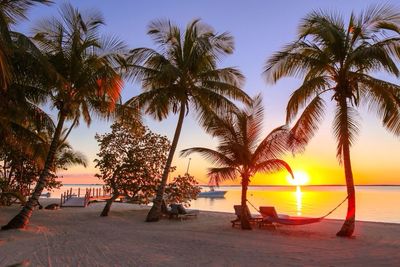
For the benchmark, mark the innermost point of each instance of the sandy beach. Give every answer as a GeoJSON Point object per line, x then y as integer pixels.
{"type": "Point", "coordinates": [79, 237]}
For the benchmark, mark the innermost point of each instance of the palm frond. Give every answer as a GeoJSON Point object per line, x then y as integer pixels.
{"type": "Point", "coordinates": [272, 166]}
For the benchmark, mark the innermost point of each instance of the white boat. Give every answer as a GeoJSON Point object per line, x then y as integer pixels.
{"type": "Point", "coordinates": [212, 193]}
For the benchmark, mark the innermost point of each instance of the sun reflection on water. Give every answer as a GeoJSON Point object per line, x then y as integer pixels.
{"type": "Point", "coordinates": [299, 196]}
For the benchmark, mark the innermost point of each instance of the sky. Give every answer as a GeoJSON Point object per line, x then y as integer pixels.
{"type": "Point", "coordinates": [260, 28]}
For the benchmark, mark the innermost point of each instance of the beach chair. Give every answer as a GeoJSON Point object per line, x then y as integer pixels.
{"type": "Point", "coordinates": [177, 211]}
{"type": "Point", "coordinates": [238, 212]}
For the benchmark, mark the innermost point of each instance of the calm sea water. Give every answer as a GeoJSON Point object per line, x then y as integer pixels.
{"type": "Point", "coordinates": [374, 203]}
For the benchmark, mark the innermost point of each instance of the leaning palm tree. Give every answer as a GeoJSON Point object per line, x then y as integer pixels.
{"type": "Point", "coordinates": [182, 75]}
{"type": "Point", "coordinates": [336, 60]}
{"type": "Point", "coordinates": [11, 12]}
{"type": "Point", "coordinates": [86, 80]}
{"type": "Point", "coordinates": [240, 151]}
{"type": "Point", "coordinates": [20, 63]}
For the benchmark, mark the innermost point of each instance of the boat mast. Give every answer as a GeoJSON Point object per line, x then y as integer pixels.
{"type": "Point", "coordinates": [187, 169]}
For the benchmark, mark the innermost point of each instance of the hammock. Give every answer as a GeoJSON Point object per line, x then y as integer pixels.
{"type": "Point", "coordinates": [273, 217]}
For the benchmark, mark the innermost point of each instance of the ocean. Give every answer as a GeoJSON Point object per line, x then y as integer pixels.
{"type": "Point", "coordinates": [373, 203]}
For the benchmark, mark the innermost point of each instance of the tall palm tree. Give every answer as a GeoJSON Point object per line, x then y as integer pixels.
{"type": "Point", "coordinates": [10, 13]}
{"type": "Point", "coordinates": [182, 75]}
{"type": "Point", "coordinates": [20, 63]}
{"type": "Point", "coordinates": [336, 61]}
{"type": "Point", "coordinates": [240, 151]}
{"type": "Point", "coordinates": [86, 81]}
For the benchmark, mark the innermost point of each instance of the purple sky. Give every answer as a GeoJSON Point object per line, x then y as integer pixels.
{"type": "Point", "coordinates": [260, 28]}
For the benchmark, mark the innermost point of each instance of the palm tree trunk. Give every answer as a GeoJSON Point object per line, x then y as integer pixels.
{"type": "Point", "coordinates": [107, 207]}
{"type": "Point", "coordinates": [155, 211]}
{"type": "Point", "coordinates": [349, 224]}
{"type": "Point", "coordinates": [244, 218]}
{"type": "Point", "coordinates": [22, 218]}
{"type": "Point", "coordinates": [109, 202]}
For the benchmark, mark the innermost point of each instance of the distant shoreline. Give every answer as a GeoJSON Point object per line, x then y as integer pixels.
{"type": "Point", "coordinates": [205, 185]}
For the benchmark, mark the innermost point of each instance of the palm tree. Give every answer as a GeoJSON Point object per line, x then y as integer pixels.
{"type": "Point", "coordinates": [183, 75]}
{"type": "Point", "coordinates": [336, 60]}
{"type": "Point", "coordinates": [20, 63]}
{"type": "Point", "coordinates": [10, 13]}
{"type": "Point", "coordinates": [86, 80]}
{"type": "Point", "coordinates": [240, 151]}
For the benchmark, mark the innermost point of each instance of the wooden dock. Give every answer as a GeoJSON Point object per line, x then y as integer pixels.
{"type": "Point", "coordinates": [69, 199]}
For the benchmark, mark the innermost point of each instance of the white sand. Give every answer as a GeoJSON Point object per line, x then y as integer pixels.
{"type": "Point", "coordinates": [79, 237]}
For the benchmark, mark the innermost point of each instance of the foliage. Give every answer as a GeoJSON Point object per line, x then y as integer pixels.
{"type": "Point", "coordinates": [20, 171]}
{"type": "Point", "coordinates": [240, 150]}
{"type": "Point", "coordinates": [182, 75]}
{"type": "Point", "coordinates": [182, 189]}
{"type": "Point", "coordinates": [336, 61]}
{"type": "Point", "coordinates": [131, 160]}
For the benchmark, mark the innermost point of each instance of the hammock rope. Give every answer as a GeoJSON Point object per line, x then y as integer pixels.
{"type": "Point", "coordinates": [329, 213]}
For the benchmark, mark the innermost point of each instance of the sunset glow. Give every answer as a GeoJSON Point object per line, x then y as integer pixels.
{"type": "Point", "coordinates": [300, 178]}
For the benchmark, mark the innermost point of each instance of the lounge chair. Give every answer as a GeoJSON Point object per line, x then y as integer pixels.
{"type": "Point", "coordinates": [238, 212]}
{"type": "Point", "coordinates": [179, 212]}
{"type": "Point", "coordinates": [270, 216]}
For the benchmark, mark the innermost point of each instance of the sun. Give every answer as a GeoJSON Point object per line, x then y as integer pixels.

* Work to be completed: Excluding the pictures, restate the records above word for word.

* Reply to the task:
For the benchmark, mark the innermost point of each instance of the sandy beach. Give every answer as a GeoJSON Point object per line, x then y as integer pixels.
{"type": "Point", "coordinates": [79, 237]}
For the benchmark, mark the innermost point of each instance of the palm frond. Give every answer as a GeoJSON Point object per line, x then y as integer pixels.
{"type": "Point", "coordinates": [272, 166]}
For the benchmark, mark the innermost point of each instance of the white boat. Give every answer as a GeoJSON Point object per line, x then y as integer pixels.
{"type": "Point", "coordinates": [212, 193]}
For the benchmark, mark the innermost point of each instance of the sun reflection on water. Give every answer as a GeoJSON Point object per line, x then y as integer pixels.
{"type": "Point", "coordinates": [299, 196]}
For the benchmark, mark the innermost point of each instance of the sky. Give every answer as a GeoJSON Point object per line, x then y as integer pixels.
{"type": "Point", "coordinates": [260, 28]}
For the benchmark, mark the innermost point of each instance of the beach chair. Give every answer as a GeoJSON Point object per line, x then y as integer pixels.
{"type": "Point", "coordinates": [177, 211]}
{"type": "Point", "coordinates": [238, 212]}
For the benchmark, mark the innermost point of each instance of the calm sea water. Give every answer as a GeoJSON Point object per line, x then y as integer pixels.
{"type": "Point", "coordinates": [374, 203]}
For the benchmark, mark the innermost point of each instance of the leaning palm tree. Give every answer as a GeoJSON Point object per line, x then y as integer pixels.
{"type": "Point", "coordinates": [182, 75]}
{"type": "Point", "coordinates": [336, 60]}
{"type": "Point", "coordinates": [11, 12]}
{"type": "Point", "coordinates": [86, 80]}
{"type": "Point", "coordinates": [240, 151]}
{"type": "Point", "coordinates": [20, 63]}
For the benchmark, mark the innermost point of each instance of the boat mast. Give every answer as a GeoJSON Point object per line, x then y as integer pixels.
{"type": "Point", "coordinates": [187, 169]}
For the benchmark, mark the innermost point of each instance of the hammock. Give every answer as a GeoJSON Point object per line, x then y as integer pixels.
{"type": "Point", "coordinates": [273, 217]}
For the benchmark, mark the innermost point of each instance of the ocean. Give every answer as a GeoJSON Point object per line, x then y as integer pixels.
{"type": "Point", "coordinates": [373, 203]}
For the benchmark, mark the innermost point of each instance of the tall palm tree. Give every answer as a GeoJSON Point object per line, x then y as integer pixels.
{"type": "Point", "coordinates": [10, 13]}
{"type": "Point", "coordinates": [182, 75]}
{"type": "Point", "coordinates": [20, 63]}
{"type": "Point", "coordinates": [336, 61]}
{"type": "Point", "coordinates": [240, 151]}
{"type": "Point", "coordinates": [86, 81]}
For the benchmark, mark the innermost point of each instance of the purple sky. Give every answer as a GeoJSON Point object per line, x then y as integer pixels.
{"type": "Point", "coordinates": [260, 28]}
For the benchmark, mark the innermost point of each instance of the palm tree trunk. Give every answer as a GeoJSON Point object per line, x then y as integer pixels.
{"type": "Point", "coordinates": [107, 207]}
{"type": "Point", "coordinates": [155, 211]}
{"type": "Point", "coordinates": [349, 224]}
{"type": "Point", "coordinates": [244, 218]}
{"type": "Point", "coordinates": [22, 218]}
{"type": "Point", "coordinates": [109, 202]}
For the benchmark, mark the innermost point of each instance of the distant shoreline. Give every answer as a GeoJSON Point object per line, x then y as integer pixels.
{"type": "Point", "coordinates": [205, 185]}
For the benchmark, mark the innermost point of each instance of the palm tree. Give every answer as a GeoJSON Point object per line, x then y as integer pixels.
{"type": "Point", "coordinates": [183, 75]}
{"type": "Point", "coordinates": [336, 60]}
{"type": "Point", "coordinates": [20, 63]}
{"type": "Point", "coordinates": [10, 13]}
{"type": "Point", "coordinates": [86, 80]}
{"type": "Point", "coordinates": [240, 151]}
For the benchmark, mark the innermost point of each instance of the wooden dock. Give every answer as a GeoJSON Point object per line, x then y as integer pixels.
{"type": "Point", "coordinates": [69, 199]}
For the benchmark, mark the innermost point of each instance of the white sand. Give every answer as a GeoJSON Point object per line, x then y as integer pixels.
{"type": "Point", "coordinates": [79, 237]}
For the benchmark, mark the innermost point of each instance of the foliage. Give every answer as a GeoJSON Point object per line, x then y as integer pixels.
{"type": "Point", "coordinates": [20, 171]}
{"type": "Point", "coordinates": [240, 150]}
{"type": "Point", "coordinates": [182, 75]}
{"type": "Point", "coordinates": [182, 189]}
{"type": "Point", "coordinates": [336, 61]}
{"type": "Point", "coordinates": [131, 160]}
For the benchmark, mark the innermost point of each instance of the hammock rope. Give every answer as a GeoJSON Point object per line, x then y as integer pixels.
{"type": "Point", "coordinates": [329, 213]}
For the benchmark, mark the innermost point of each instance of the sunset glow. Give every answer as a GeoJSON Point object per line, x then y as integer pixels.
{"type": "Point", "coordinates": [300, 178]}
For the benchmark, mark the innermost point of each instance of the lounge chair. Give every answer as a GeoJSON Point object per line, x then y as integer pixels.
{"type": "Point", "coordinates": [238, 212]}
{"type": "Point", "coordinates": [179, 212]}
{"type": "Point", "coordinates": [270, 216]}
For the benchmark, mark the innermost point of each instance of the sun. Give every answer as a GeoJSON Point object per line, x then y as integer pixels.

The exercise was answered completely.